___ PROVIDED RECORDS
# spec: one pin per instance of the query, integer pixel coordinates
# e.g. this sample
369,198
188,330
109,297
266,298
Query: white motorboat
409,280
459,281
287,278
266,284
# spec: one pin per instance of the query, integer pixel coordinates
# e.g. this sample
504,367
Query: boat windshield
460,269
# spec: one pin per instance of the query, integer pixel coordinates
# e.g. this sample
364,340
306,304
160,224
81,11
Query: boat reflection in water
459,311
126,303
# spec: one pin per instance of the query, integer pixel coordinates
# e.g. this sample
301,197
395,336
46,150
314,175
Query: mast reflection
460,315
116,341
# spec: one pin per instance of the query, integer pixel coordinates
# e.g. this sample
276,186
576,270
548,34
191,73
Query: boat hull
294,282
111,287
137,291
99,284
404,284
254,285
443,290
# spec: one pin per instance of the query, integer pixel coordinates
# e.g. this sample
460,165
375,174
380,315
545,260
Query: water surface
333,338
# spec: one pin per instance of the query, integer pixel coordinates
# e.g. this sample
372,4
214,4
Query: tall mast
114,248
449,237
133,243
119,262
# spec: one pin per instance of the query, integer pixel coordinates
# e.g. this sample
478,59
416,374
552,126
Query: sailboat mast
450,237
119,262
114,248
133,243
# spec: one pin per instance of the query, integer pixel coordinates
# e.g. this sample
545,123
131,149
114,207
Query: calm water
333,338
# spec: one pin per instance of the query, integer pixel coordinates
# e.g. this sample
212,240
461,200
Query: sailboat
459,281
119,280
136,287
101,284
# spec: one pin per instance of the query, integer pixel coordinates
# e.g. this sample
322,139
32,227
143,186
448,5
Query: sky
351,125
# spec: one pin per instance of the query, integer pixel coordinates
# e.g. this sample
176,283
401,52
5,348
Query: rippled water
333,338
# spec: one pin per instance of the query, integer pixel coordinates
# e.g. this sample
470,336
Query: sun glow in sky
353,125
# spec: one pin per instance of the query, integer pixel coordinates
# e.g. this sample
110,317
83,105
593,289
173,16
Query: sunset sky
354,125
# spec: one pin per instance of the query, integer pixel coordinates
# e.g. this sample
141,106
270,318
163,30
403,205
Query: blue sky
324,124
______
(ACTION ITEM)
Please print all the data again exactly as given.

(SOLUTION FOR THIS PROBLEM)
# spec: one pin per instance of the query, integer pixel coordinates
# e.g. this sample
369,198
188,330
109,297
266,298
Query: white motorboat
409,280
459,281
287,278
266,284
# spec: one pin per instance of the query, integer pixel coordinates
# e.g. this sample
504,367
Query: boat windshield
460,269
# spec: one pin per instance of the query, integer pixel coordinates
# e.g. this sample
364,340
306,304
160,224
81,11
Query: boat reflection in water
459,311
126,303
# spec: one pin per instance of the query, integer pixel coordinates
# e.g. this sample
301,197
395,336
46,150
314,175
Query: mast reflection
460,315
116,341
# spec: one pin per instance of the query, integer pixel coordinates
# e.g. this sample
276,186
576,270
548,34
191,73
Query: boat hull
294,282
111,287
137,291
99,284
404,284
254,285
443,290
# spec: one pin per instance of the query, integer pixel coordinates
# e.g. this sample
460,165
375,174
380,315
545,260
Query: water surface
333,338
# spec: one pin per instance of the query, integer pixel coordinates
# e.g. this sample
372,4
214,4
Query: tall mast
114,248
449,237
133,243
119,262
# spec: one pin per instance of the query, integer pixel coordinates
# e.g. this sample
478,59
416,374
552,126
Query: sailboat mast
450,237
119,262
114,248
133,243
# spec: one pin per instance of the query, integer pixel coordinates
# e.g. this sample
545,123
131,149
114,207
Query: calm water
333,338
# spec: one pin per instance of the query, integer pixel coordinates
# e.g. this sample
212,240
461,200
Query: sailboat
459,281
119,280
136,287
101,284
# spec: one pin per instance of the query, integer pixel coordinates
# e.g. this sample
322,139
32,227
143,186
448,5
Query: sky
351,125
# spec: one pin per instance of the query, integer pixel coordinates
# e.g. this sample
176,283
401,52
5,348
Query: rippled water
333,338
# spec: one pin per instance of the query, integer pixel coordinates
# e.g. this sample
470,336
Query: sun glow in sky
353,125
# spec: one pin per instance of the query, integer pixel coordinates
# e.g. this sample
110,317
83,105
593,289
173,16
Query: sunset sky
354,125
# spec: one pin per instance of the query, integer pixel coordinates
# e.g. this sample
141,106
270,318
163,30
403,205
Query: blue sky
324,124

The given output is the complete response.